• _Work request_
Omit each picture as you copy the entries exactly.

··· Provided information ···

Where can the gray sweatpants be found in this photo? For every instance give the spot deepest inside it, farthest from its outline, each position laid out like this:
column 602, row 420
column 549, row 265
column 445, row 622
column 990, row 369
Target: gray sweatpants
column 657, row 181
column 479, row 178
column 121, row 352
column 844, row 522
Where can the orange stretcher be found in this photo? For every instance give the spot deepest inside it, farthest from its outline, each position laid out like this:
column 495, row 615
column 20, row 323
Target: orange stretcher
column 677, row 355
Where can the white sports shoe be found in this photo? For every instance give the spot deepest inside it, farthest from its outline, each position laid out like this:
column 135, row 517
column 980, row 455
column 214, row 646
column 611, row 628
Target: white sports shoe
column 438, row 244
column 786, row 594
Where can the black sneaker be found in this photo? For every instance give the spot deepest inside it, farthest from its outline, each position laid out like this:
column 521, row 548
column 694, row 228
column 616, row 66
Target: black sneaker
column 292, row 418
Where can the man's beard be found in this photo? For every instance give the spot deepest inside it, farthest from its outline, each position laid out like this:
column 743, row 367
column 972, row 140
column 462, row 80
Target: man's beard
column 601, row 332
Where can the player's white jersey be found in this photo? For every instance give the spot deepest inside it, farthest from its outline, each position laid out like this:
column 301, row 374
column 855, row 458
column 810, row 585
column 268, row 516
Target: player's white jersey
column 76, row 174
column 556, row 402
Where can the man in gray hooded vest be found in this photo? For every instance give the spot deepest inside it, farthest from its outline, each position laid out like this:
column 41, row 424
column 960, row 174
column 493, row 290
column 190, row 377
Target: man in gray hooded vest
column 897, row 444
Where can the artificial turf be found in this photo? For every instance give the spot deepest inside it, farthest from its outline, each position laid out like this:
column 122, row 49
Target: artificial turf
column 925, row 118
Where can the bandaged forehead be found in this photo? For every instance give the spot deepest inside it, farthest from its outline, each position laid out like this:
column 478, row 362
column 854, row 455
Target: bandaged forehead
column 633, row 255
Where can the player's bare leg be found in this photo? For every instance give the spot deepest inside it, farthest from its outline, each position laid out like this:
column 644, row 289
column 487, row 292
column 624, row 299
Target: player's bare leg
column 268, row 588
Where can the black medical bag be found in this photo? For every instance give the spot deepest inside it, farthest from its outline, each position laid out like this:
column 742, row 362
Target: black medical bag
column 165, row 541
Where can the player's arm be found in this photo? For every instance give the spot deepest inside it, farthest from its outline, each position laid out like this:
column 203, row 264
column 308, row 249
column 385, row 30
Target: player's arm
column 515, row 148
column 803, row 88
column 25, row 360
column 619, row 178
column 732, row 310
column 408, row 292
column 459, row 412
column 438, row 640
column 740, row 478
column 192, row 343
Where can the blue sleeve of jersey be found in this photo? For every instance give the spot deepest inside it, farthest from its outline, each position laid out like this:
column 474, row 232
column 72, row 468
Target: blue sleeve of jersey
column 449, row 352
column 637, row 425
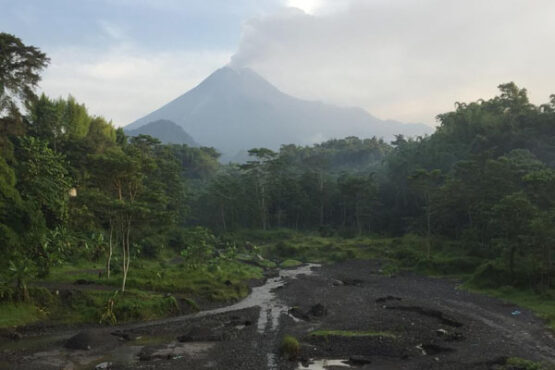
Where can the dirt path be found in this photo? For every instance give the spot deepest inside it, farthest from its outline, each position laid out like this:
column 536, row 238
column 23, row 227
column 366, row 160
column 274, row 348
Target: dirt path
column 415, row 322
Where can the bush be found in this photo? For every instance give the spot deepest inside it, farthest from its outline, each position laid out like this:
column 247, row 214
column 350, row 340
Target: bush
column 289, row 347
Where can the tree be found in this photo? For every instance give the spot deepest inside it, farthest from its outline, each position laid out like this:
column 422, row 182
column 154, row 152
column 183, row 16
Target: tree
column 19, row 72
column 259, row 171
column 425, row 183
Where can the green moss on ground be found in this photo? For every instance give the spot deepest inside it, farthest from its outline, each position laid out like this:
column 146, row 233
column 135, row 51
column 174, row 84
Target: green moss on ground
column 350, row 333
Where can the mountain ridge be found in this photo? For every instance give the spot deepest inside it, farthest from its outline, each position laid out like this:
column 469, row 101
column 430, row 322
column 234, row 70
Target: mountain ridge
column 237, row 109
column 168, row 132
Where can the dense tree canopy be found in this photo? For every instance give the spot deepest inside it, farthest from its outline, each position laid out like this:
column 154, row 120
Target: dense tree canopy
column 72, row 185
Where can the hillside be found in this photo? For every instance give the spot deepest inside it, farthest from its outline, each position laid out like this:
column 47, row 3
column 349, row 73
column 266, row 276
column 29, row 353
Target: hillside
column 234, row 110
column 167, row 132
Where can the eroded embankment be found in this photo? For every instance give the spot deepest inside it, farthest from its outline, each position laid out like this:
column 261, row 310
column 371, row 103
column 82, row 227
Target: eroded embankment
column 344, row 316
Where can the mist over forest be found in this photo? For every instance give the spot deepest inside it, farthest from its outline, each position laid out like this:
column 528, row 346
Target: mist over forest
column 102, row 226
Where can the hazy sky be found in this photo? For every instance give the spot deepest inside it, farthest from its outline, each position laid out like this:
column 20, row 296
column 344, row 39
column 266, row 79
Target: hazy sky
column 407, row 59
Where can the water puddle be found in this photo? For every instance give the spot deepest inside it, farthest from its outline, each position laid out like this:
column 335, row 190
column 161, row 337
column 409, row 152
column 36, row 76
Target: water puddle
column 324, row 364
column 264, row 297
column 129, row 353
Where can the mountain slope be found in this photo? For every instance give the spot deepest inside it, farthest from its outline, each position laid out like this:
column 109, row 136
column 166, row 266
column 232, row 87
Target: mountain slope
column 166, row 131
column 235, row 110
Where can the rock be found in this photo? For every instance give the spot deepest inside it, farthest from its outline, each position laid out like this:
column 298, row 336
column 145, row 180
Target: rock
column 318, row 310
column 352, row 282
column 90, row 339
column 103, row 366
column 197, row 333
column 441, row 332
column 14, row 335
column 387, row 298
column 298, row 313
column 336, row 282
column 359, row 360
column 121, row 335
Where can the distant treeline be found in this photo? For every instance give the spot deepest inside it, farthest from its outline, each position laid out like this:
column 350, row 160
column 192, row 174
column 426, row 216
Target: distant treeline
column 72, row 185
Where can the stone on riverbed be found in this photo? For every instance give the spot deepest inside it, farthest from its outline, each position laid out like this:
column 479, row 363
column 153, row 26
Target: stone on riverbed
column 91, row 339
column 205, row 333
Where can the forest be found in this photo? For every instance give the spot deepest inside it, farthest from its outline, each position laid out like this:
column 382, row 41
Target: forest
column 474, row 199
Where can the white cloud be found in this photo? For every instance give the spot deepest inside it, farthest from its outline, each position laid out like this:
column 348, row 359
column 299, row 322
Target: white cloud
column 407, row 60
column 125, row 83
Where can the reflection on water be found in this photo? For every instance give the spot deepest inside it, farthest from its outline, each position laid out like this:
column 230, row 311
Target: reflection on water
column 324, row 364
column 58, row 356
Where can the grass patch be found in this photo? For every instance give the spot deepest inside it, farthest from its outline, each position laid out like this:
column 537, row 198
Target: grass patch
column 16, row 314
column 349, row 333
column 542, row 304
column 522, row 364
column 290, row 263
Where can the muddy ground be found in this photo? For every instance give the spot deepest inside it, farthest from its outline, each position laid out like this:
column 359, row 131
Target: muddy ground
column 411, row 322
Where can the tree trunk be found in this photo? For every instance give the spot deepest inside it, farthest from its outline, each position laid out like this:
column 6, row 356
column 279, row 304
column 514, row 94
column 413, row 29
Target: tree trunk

···

• _Your solution_
Where can the gray sweatpants be found in this photo? For every instance give the spot deepest inside it, farthest from its outline, each position laid out like this:
column 602, row 420
column 549, row 265
column 445, row 622
column 990, row 369
Target: gray sweatpants
column 657, row 181
column 479, row 178
column 121, row 352
column 844, row 522
Where can the orange stretcher be found in this photo? For every instance give the spot deepest inside it, farthest from its outline, each position laid out like this:
column 495, row 615
column 20, row 323
Target: orange stretcher
column 677, row 355
Where can the white sports shoe be found in this photo? For every instance give the spot deepest inside it, farthest from its outline, each position laid out like this:
column 135, row 517
column 980, row 455
column 214, row 646
column 611, row 628
Target: white sports shoe
column 438, row 244
column 786, row 594
Where can the black sneaker be found in this photo? For every instance give the spot deepest inside it, farthest from its outline, each position laid out like this:
column 521, row 548
column 694, row 228
column 616, row 66
Target: black sneaker
column 292, row 418
Where can the man's beard be found in this photo? For every instance give the spot deepest inside it, farthest from its outline, each position laid out like this:
column 743, row 367
column 972, row 140
column 462, row 80
Target: man's beard
column 601, row 332
Where can the player's white jersey be found in this photo? For every instance give the spot deepest inside it, farthest from its outline, each position laid out like this:
column 301, row 374
column 855, row 458
column 810, row 585
column 268, row 516
Target: player's white jersey
column 76, row 174
column 556, row 402
Where can the man in gray hooded vest be found in this photo? For every instance give the spot deepest inside it, farthest from its outline, each position laid out like this:
column 41, row 424
column 960, row 174
column 493, row 290
column 190, row 377
Target: man in gray hooded vest
column 897, row 444
Where can the artificial turf be found in this photo? For every instance give the spot deepest inside it, farthest from its outline, each position laid out like this:
column 122, row 49
Target: artificial turf
column 925, row 118
Where can the bandaged forehead be found in this photo? For every instance give the spot deepest inside it, farthest from its outline, each position laid out like this:
column 478, row 362
column 854, row 455
Target: bandaged forehead
column 633, row 255
Where can the player's bare leg be found in this photo? For every instance give the spot deepest inside it, farthest from its outline, each position laid out like this:
column 644, row 289
column 487, row 292
column 624, row 299
Target: player's bare leg
column 268, row 588
Where can the black medical bag be found in this photo? For every instance give the spot deepest inside it, farthest from its outline, each position laid out like this:
column 742, row 362
Target: black medical bag
column 165, row 541
Where can the player's arm be found in this photo? For every instance give the spot deepest inside it, farthest from its outline, each position laid out like this:
column 203, row 264
column 308, row 249
column 385, row 30
Target: player's arm
column 515, row 148
column 803, row 88
column 25, row 360
column 619, row 178
column 732, row 310
column 408, row 292
column 459, row 412
column 438, row 640
column 740, row 478
column 192, row 343
Where can the blue sleeve of jersey be found in this photo? For every instance give the spot deepest inside it, farthest from its outline, each position laid out like this:
column 474, row 232
column 72, row 468
Target: blue sleeve of jersey
column 449, row 352
column 637, row 425
Where can the dirt path be found in this photo? For every instance give the spot deepest inside it, farthest from its outline, each position laid out like this:
column 536, row 238
column 23, row 227
column 366, row 160
column 274, row 348
Target: dirt path
column 415, row 322
Where can the bush be found in this photo? For every instance give the spot deepest inside it, farthest from its outline, each position laid out like this:
column 247, row 214
column 350, row 340
Target: bush
column 289, row 347
Where can the tree be found in this photo? For every instance give the spot deepest inside it, farthest from its outline, each position laid out like this:
column 422, row 182
column 154, row 152
column 183, row 16
Target: tree
column 19, row 72
column 259, row 171
column 425, row 183
Where can the green moss on ground be found in this photo? For every instance give the spot deepest inside it, farthest from its outline, each position laid out like this:
column 146, row 233
column 135, row 51
column 174, row 84
Target: green moss on ground
column 350, row 333
Where can the mountain ridge be found in this photo? For every instance give the spot deepest inside it, farthest from its outline, each position laid out like this:
column 469, row 101
column 430, row 322
column 234, row 70
Target: mountain ridge
column 237, row 109
column 168, row 132
Where can the dense tree canopy be found in this photo? For every instance give the spot deepest inside it, farthest from its outline, each position laid out like this:
column 154, row 120
Target: dense tree canopy
column 72, row 185
Where can the hillside be found in this photo? For every instance give the spot deepest inside it, farthest from its outline, each position laid out like this:
column 47, row 3
column 349, row 73
column 266, row 276
column 29, row 353
Target: hillside
column 234, row 110
column 167, row 132
Where can the eroded embankment be found in this photo? For every instance give the spot deepest inside it, farthest from its outline, each position laid out like this:
column 261, row 310
column 371, row 103
column 82, row 227
Target: eroded embankment
column 344, row 316
Where can the mist over forest be found in this photo? For every instance give the spot deepest inside it, farthest from its outline, each position laid out like this:
column 528, row 346
Target: mist over forest
column 102, row 226
Where can the hazy sky be found in this photo? For every instance give the spot deepest inside it, farthest from its outline, each position laid out like this:
column 20, row 296
column 344, row 39
column 266, row 79
Target: hazy sky
column 407, row 59
Where can the water puddle be found in this photo? For every instance give the spot deepest inside it, farthest from its outline, each position laid out like this:
column 335, row 190
column 161, row 337
column 409, row 152
column 36, row 76
Target: water puddle
column 324, row 364
column 264, row 297
column 129, row 353
Where can the mountain slope be found in this photo? For every instance give the spot deepest inside it, farthest from its outline, each position laid out like this:
column 109, row 136
column 166, row 266
column 232, row 87
Target: mountain slope
column 166, row 131
column 235, row 110
Where can the rock be found in this photo? For every instance give the spot deepest inside it, farthest from its outline, each position laid out like this:
column 298, row 336
column 145, row 180
Target: rock
column 318, row 310
column 352, row 282
column 90, row 339
column 103, row 366
column 197, row 333
column 441, row 332
column 14, row 335
column 387, row 298
column 298, row 313
column 336, row 282
column 359, row 360
column 121, row 335
Where can the distant treeline be found in this photo? For every instance give the spot deepest inside it, farthest from its outline, each position laid out like this:
column 350, row 160
column 192, row 174
column 426, row 216
Target: distant treeline
column 72, row 185
Where can the stone on riverbed be found in this photo? For every instance give the spot deepest inside it, farthest from its outline, each position laid out like this:
column 479, row 363
column 153, row 26
Target: stone on riverbed
column 91, row 339
column 205, row 333
Where can the forest be found in this photo? For every instance give the spot deepest inside it, farthest from its outline, each position laid out like this:
column 382, row 41
Target: forest
column 474, row 199
Where can the white cloud be found in this photo? For every instance give the spot deepest inside it, farthest from its outline, each position laid out like this:
column 348, row 359
column 299, row 322
Target: white cloud
column 407, row 60
column 125, row 83
Where can the reflection on water be found in this photo? For every instance give the spot deepest inside it, farthest from its outline, each position laid out like this:
column 230, row 311
Target: reflection on water
column 324, row 364
column 58, row 356
Where can the grass patch be found in this photo? For every instance give the spot deepest inside it, farthest from its outline, each position laid out like this:
column 537, row 198
Target: grass patch
column 16, row 314
column 349, row 333
column 542, row 304
column 522, row 364
column 290, row 263
Where can the muddy ground be found in this photo? For every instance give the spot deepest inside it, farthest from its outline, each position laid out like this:
column 359, row 131
Target: muddy ground
column 411, row 322
Where can the tree trunk be found in this photo? For every instance give the spot deepest inside it, farthest from its outline, each position laid out like this:
column 6, row 356
column 279, row 304
column 514, row 94
column 413, row 29
Target: tree trunk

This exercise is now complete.